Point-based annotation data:

/---

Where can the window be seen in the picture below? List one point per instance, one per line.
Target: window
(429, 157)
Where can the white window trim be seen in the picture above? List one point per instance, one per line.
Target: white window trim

\---

**Problem statement**
Please render every line of the items above as a numbered list, leaving out any blank lines.

**Written response**
1. Where can the window be seen in the picture below? List one point per instance, one per line.
2. Target: window
3. (429, 157)
4. Where can the white window trim be seen in the picture above? List one point per instance, one per line.
5. Target: white window trim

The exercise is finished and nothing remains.